Source extract:
# What happened to the notion of "sexual objectification"?



## Iwasamwillbe (Feb 22, 2020)

It used to be _huge_ in the feminist-socjus political spheres in the late 2000s and early 2010s, but now I never once hear about it.


----------



## Mike Stoklasa (Feb 22, 2020)

Bitches wanna get laid.


----------



## Christ Cried (Feb 22, 2020)

What I've always found strange is the feminist fixation on glorifying sex workers while simultaneously demonizing their customers.


----------



## DDBCAE CBAADCBE (Feb 22, 2020)

Yeah, I've been thinking about that too lately. I used to hear from feminists about sexual objectification all the time but now it's almost completely been erased from their talking points. Granted I do hear it every now and again on rare occasion but not often enough to be as noticeable as it once was. I think it has a lot to do with LGBTQ becoming so fetishized over the last decade.


----------



## Iwasamwillbe (Feb 22, 2020)

@Judge Holden, @It's HK-47, and @Jaimas, I've always loved your longposts. Do you have an explanation for this?


----------



## Dom Cruise (Feb 22, 2020)

I don't know what planet you guys are living on because throwing a shit fit if any game or comic female character shows a bit of skin is still very much a thing feminists still whine about.

Their latest crusade has been going against sexy in anime.




Christ Cried said:


> What I've always found strange is the feminist fixation on glorifying sex workers while simultaneously demonizing their customers.



Or glorifying sex workers but throwing a shit fit if a drawing or polygon model shows "skin"


----------



## Jarolleon (Feb 22, 2020)

They won on that front, now nearly every woman in media is as frumpy as they are so they bitch about other things.


----------



## special need's H20 (Feb 22, 2020)

Set problem 1: Rescale the records starting with the line that contains "OBJECT_QUERY: wheel hub" and going on through the line that contains "top-left (222, 108), bottom-right (329, 321)". Write out every one of those lines again, multiplying each bounding-box coordinate in the results by 0.6 and rounding it to a whole number, with halves rounded up, and leave all other numbers unchanged.
The forum thread above and the records that come next are separate material.

Data items:
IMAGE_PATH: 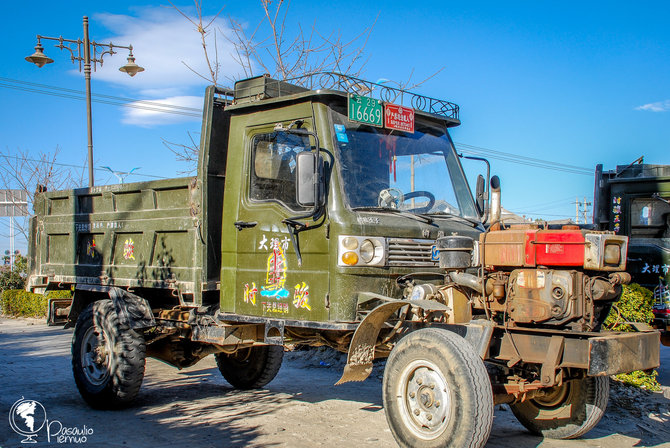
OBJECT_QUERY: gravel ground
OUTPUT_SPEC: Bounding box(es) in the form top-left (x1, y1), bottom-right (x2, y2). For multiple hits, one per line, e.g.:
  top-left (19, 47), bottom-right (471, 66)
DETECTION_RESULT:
top-left (0, 318), bottom-right (670, 448)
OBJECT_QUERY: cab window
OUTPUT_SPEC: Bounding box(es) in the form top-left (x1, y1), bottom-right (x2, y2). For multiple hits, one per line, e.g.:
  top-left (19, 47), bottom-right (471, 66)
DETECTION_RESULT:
top-left (249, 132), bottom-right (311, 210)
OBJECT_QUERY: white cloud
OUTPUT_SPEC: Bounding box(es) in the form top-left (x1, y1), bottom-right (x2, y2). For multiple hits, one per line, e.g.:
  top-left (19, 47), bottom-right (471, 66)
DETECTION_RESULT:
top-left (635, 100), bottom-right (670, 112)
top-left (79, 7), bottom-right (247, 126)
top-left (122, 96), bottom-right (202, 126)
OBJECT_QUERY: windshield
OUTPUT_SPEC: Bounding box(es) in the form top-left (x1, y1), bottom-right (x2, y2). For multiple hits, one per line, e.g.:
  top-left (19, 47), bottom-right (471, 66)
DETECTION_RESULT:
top-left (332, 111), bottom-right (479, 220)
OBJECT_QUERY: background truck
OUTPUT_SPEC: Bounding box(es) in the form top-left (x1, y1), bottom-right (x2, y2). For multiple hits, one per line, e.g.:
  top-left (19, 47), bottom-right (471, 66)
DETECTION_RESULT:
top-left (27, 73), bottom-right (659, 447)
top-left (593, 161), bottom-right (670, 336)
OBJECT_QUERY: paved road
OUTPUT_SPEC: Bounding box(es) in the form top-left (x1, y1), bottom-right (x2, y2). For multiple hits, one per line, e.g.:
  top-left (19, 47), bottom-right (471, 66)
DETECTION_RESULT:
top-left (0, 318), bottom-right (670, 448)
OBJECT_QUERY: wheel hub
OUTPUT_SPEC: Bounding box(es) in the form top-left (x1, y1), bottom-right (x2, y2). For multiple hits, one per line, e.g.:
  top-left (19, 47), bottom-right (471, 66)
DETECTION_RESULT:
top-left (81, 327), bottom-right (109, 386)
top-left (401, 361), bottom-right (451, 438)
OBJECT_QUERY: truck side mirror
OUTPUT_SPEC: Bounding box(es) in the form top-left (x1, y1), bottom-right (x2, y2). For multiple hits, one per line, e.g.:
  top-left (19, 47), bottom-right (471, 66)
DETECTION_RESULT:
top-left (475, 174), bottom-right (487, 216)
top-left (296, 151), bottom-right (322, 207)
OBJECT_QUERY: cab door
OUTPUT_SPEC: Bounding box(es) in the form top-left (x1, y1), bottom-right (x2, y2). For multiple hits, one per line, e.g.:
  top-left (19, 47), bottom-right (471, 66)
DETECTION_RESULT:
top-left (222, 108), bottom-right (329, 321)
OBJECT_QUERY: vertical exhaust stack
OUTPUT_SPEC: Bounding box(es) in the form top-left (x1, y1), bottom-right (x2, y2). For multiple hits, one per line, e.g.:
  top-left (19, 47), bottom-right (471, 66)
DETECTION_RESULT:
top-left (489, 176), bottom-right (502, 225)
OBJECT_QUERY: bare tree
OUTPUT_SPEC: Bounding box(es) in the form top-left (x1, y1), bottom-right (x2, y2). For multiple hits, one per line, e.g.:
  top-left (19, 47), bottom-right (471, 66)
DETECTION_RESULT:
top-left (163, 0), bottom-right (442, 174)
top-left (224, 0), bottom-right (379, 80)
top-left (0, 147), bottom-right (85, 239)
top-left (161, 132), bottom-right (200, 175)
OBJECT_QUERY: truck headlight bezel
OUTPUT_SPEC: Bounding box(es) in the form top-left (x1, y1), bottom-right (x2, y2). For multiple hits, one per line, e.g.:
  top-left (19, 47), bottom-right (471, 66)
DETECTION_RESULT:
top-left (584, 233), bottom-right (628, 271)
top-left (337, 235), bottom-right (388, 267)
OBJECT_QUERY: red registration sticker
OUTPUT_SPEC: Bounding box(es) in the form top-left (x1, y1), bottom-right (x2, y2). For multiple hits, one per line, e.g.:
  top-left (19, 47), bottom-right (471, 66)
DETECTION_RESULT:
top-left (384, 104), bottom-right (414, 133)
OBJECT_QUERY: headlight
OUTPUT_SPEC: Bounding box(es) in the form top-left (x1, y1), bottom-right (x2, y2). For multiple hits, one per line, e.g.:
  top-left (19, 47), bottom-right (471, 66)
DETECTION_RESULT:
top-left (584, 232), bottom-right (628, 271)
top-left (605, 244), bottom-right (621, 265)
top-left (360, 240), bottom-right (375, 263)
top-left (337, 236), bottom-right (386, 266)
top-left (342, 236), bottom-right (358, 250)
top-left (342, 252), bottom-right (358, 266)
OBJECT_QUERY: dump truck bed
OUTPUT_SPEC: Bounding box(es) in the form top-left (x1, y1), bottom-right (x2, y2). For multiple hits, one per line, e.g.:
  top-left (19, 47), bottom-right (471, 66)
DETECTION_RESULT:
top-left (28, 178), bottom-right (216, 301)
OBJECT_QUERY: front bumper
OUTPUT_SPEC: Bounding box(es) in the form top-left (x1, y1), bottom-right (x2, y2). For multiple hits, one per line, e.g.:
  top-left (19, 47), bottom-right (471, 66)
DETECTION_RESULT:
top-left (489, 329), bottom-right (660, 376)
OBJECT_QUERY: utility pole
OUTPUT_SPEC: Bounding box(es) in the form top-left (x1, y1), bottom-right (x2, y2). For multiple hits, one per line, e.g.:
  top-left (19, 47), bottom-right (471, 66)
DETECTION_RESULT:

Set problem 2: Copy from the forum thread, word for word, starting with "I don't know" and going on through "still whine about.".

Reply 1:
OBJECT_QUERY: wheel hub
OUTPUT_SPEC: Bounding box(es) in the form top-left (x1, y1), bottom-right (x2, y2). For multiple hits, one per line, e.g.:
  top-left (19, 47), bottom-right (471, 66)
DETECTION_RESULT:
top-left (49, 196), bottom-right (65, 232)
top-left (241, 217), bottom-right (271, 263)
OBJECT_QUERY: truck side mirror
OUTPUT_SPEC: Bounding box(es) in the form top-left (x1, y1), bottom-right (x2, y2). For multiple hits, one per line, e.g.:
  top-left (19, 47), bottom-right (471, 66)
DETECTION_RESULT:
top-left (285, 104), bottom-right (292, 130)
top-left (178, 91), bottom-right (193, 124)
OBJECT_QUERY: cab door
OUTPUT_SPEC: Bounding box(es) in the form top-left (x1, y1), bottom-right (x2, y2). For multiple hits, one per line, e.g.:
  top-left (19, 47), bottom-right (471, 66)
DETECTION_RESULT:
top-left (133, 65), bottom-right (197, 193)

Reply 2:
I don't know what planet you guys are living on because throwing a shit fit if any game or comic female character shows a bit of skin is still very much a thing feminists still whine about.